== Exercise task a ==
Answer these from the text about the 1941 wartime booklet:
(i) Which organization prepared Emergencies in War?
(ii) According to the booklet's Psychology of Emergencies chapter, fear is an implement of what?
(iii) What do German bombs have that makes them scream as they descend?

== Document ==
________________________

From another seller’s booth I bought this 1941 copy of Emergencies in War, prepared by the Canadian Red Cross Society. The booklet was produced during the Battle of Britain (1940) and Blitz (1940-1941), during which Nazi warplanes carpet-bombed civilian as well as strategic targets in efforts to force Britain to submit to German terms (the same approach Russia has used in its targeting of civilian populations in Ukraine in 2022). Emergencies in War assumes its Canadian civilian readers may well find themselves under direct attack, and seeks to prepare them accordingly, with advice on dealing with shock, bleeding, burns and other wounds. It includes chapters on Psychology of Emergencies — noting, “fear is an implement of war” — and Air Raid Precautions.
A very relevant example from the Psychology of Emergencies chapter is the reported use of noise to terrorize civilian populations:
Fear has played a large part in the progress of the present war to date. Hitler, realizing that fear is the most powerful and deep-rooted instinct in human nature, has repeatedly, and successfully, and without conscience, made use of it to achieve his conquests. For instance, note how he has made use of loud noises to produce fear. German dive-bombers have sirens placed on their wings, and German bombs have vanes which make them scream as they descend. The masses of civilian population in Poland, Holland, Belgium and France broke into frenzy in the face of dive-bombers roaring down at 600 miles an hour, with sirens wailing, bombs screeching and machine-guns blazing, and swarmed on to the highways, effectively blocking them to fast manoeuvering of allied armaments.

________________________

== Supplied data ==
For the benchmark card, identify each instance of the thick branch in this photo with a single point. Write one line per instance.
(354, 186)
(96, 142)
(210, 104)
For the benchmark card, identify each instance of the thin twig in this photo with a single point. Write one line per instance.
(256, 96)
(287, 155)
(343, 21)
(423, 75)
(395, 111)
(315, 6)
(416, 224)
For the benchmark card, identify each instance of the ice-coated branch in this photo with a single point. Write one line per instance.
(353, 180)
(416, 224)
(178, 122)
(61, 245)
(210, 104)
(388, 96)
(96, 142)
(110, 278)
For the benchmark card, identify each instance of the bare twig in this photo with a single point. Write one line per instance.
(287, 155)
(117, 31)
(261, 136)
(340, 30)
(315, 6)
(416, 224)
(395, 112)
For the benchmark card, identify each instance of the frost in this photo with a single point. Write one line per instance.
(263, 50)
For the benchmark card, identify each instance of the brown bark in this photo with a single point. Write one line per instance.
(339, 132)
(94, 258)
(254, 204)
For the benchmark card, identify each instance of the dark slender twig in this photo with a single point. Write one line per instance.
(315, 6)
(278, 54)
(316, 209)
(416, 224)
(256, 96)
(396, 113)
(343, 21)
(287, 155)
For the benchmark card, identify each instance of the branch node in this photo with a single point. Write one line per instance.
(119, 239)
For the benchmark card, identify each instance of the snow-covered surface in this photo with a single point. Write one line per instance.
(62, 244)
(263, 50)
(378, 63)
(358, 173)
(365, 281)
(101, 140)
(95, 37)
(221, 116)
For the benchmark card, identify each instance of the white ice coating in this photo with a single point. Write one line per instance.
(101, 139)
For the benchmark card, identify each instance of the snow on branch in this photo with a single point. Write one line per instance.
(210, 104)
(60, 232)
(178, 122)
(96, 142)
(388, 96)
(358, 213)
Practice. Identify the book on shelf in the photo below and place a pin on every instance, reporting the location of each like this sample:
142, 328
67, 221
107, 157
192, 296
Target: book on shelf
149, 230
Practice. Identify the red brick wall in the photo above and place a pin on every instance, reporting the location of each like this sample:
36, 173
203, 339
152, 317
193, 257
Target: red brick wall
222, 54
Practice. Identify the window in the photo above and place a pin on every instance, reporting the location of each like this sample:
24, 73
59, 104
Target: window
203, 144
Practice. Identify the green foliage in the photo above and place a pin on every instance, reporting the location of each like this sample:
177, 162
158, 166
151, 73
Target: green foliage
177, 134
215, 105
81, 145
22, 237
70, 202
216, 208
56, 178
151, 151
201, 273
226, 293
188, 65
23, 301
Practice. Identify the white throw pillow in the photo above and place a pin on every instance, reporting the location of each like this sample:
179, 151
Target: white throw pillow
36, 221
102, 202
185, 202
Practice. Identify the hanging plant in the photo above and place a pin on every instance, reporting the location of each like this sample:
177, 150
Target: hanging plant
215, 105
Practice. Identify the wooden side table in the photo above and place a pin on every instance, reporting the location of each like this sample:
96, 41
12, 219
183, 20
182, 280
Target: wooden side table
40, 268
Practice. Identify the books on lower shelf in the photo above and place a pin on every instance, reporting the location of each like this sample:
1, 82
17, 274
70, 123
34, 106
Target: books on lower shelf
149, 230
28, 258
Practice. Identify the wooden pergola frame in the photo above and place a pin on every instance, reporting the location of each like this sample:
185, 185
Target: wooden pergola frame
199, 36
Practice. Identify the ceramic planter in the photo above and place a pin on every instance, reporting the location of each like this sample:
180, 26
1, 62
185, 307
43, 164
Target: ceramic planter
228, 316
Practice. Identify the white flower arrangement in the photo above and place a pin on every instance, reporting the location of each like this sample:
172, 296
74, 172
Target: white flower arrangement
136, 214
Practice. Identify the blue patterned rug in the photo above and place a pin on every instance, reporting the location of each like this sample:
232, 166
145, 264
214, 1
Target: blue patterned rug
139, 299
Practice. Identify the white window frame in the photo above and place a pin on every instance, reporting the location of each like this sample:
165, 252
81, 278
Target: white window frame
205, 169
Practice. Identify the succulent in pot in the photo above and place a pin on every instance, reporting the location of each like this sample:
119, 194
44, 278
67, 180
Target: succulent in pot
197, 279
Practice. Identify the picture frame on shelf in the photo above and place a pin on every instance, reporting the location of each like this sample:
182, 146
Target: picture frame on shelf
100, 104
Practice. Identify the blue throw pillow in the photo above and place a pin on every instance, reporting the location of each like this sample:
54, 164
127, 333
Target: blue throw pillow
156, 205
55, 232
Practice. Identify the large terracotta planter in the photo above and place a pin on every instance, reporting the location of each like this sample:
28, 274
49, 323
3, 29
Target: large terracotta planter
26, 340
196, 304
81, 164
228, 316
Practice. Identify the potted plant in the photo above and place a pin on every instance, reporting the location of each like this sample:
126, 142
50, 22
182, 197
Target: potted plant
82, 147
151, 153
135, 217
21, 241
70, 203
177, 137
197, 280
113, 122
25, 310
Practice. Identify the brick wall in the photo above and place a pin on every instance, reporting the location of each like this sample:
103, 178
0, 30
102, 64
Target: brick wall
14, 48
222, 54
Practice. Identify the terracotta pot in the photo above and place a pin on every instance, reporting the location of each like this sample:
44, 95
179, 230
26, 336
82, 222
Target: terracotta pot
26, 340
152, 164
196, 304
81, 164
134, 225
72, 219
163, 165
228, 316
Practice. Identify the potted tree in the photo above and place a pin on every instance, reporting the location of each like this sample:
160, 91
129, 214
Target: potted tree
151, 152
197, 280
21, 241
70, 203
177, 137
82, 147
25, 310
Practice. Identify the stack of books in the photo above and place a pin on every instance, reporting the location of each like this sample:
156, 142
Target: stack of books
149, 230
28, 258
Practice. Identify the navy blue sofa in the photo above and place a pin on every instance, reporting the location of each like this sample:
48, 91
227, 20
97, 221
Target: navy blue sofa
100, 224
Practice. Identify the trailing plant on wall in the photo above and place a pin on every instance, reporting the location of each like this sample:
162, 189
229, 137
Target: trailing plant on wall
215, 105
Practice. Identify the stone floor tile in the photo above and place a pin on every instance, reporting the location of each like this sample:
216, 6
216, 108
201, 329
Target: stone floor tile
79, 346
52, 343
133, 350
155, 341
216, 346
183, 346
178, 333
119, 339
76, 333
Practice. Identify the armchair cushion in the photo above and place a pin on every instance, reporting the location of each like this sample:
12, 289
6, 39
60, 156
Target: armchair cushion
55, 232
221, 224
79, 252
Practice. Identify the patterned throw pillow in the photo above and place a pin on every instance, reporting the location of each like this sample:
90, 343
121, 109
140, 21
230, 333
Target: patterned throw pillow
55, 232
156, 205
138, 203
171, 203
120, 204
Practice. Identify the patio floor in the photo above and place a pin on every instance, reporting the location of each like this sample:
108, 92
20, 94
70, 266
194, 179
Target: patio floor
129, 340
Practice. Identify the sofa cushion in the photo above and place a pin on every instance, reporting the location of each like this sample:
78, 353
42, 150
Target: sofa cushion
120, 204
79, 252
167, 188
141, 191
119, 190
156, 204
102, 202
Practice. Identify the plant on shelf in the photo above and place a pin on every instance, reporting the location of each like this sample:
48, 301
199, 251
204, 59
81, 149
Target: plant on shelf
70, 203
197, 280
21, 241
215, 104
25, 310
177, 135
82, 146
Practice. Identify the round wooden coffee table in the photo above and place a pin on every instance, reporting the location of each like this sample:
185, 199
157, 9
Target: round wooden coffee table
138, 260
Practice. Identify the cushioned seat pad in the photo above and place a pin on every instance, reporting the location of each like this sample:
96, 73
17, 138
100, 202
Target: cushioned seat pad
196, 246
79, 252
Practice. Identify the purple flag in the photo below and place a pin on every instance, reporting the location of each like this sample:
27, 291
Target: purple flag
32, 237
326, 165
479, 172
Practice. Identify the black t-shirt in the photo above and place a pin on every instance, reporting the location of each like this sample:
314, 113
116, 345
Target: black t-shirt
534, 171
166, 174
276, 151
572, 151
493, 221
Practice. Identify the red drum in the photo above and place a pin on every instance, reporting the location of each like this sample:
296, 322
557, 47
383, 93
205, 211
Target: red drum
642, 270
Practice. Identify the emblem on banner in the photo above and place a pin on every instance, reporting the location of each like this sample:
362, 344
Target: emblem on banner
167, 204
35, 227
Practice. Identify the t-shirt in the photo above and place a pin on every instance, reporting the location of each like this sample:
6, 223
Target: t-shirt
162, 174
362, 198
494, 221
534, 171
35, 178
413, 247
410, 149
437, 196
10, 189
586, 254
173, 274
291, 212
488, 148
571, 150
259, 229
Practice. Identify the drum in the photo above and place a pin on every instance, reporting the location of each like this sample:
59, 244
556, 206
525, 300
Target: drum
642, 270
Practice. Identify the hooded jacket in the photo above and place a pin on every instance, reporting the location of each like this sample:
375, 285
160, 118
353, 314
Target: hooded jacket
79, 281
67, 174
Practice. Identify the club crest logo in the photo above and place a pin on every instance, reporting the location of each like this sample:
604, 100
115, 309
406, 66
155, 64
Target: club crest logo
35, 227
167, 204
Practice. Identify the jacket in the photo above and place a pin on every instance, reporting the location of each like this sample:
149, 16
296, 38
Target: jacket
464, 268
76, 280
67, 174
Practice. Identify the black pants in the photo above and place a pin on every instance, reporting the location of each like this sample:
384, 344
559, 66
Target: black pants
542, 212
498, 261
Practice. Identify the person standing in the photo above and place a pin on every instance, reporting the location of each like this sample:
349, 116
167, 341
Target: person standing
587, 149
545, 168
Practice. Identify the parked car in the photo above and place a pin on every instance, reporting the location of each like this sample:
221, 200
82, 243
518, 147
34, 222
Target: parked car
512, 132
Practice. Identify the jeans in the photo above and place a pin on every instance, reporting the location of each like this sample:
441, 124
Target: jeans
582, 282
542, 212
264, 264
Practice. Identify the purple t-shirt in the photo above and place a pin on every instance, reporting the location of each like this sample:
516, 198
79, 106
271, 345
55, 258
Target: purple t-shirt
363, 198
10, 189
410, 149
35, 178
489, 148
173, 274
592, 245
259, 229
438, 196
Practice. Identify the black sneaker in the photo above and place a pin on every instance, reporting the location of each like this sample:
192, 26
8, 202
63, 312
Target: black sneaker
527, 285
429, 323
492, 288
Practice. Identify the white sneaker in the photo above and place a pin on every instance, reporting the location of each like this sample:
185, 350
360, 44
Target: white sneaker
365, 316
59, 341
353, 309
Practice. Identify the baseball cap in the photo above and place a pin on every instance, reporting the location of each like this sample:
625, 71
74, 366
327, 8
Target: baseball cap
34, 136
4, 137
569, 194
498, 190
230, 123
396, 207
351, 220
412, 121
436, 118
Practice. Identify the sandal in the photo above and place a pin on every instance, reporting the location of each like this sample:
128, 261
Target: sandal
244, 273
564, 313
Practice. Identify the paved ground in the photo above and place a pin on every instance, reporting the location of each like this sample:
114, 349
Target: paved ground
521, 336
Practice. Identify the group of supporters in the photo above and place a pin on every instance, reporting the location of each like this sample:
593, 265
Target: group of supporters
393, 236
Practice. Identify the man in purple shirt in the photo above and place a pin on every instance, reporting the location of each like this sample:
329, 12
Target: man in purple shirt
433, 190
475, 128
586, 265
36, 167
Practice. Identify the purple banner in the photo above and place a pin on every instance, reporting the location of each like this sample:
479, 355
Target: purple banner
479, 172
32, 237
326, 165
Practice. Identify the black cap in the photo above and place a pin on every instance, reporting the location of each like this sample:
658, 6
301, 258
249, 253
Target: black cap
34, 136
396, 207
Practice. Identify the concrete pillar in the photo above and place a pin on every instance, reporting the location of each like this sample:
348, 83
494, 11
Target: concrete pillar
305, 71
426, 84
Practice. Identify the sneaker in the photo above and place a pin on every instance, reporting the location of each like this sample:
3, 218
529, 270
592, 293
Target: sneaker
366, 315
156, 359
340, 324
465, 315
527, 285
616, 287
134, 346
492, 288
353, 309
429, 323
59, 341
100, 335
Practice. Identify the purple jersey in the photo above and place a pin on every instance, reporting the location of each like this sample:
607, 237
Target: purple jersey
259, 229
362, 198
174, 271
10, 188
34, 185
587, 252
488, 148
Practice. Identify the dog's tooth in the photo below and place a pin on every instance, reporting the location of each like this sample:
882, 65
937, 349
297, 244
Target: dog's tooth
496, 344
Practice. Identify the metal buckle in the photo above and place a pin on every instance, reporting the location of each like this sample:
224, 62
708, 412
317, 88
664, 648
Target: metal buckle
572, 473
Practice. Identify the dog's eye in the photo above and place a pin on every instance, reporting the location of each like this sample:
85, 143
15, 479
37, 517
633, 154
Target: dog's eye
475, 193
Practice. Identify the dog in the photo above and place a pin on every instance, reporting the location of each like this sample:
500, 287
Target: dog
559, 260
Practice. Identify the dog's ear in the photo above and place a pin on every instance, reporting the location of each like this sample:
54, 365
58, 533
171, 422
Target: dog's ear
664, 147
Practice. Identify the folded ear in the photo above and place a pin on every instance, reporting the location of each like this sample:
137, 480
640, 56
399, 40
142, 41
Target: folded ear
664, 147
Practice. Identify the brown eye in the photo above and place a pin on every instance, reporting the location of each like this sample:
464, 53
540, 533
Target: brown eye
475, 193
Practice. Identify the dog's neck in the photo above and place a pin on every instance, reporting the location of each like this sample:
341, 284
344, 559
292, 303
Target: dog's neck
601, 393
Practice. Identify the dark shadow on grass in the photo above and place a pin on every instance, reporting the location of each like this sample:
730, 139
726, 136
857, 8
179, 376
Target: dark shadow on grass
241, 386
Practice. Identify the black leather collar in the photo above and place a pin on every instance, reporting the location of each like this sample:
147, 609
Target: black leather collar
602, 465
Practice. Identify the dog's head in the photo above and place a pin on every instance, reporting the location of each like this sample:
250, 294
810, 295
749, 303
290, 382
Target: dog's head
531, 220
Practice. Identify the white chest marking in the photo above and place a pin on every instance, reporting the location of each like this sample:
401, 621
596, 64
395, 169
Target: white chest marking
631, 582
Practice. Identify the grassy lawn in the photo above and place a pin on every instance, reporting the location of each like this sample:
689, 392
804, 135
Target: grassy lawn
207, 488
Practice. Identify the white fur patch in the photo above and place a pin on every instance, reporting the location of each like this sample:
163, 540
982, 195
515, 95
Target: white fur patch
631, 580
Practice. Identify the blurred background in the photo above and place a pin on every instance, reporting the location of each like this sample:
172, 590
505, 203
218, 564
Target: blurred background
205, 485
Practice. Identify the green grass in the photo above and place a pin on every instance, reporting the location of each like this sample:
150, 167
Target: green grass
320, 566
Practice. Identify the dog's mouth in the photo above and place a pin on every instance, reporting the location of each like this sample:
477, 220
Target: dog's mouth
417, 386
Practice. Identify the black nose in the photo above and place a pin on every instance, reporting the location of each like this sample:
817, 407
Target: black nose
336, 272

________________________

== Exercise task b ==
Print lines from the records exactly, beginning at the line that contains "Practice. Identify the dog's mouth" and continuing through the final line of the records.

== Task output a ==
(i) The Canadian Red Cross Society.
(ii) War.
(iii) Vanes.

== Task output b ==
Practice. Identify the dog's mouth in the photo above and place a pin on every instance, reporting the location of each like this sample:
477, 220
Target: dog's mouth
417, 386
Practice. Identify the black nose in the photo above and place a pin on every instance, reporting the location of each like this sample:
817, 407
Target: black nose
336, 272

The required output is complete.